**EXERCISE PROMPT**:
Would you please transcribe exactly the lines from the one containing "Target: dark storm cloud" through the end of the material below, and only those?

※

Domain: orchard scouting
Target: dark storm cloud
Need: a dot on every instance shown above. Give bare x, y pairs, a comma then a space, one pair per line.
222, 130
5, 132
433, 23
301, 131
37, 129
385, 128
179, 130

※

**EXERCISE RESPONSE**:
Target: dark storm cloud
Need: a dot on every instance shown above. Give bare x, y pairs, a comma then a space, one pair per line.
222, 130
5, 132
433, 23
301, 131
37, 129
385, 128
179, 130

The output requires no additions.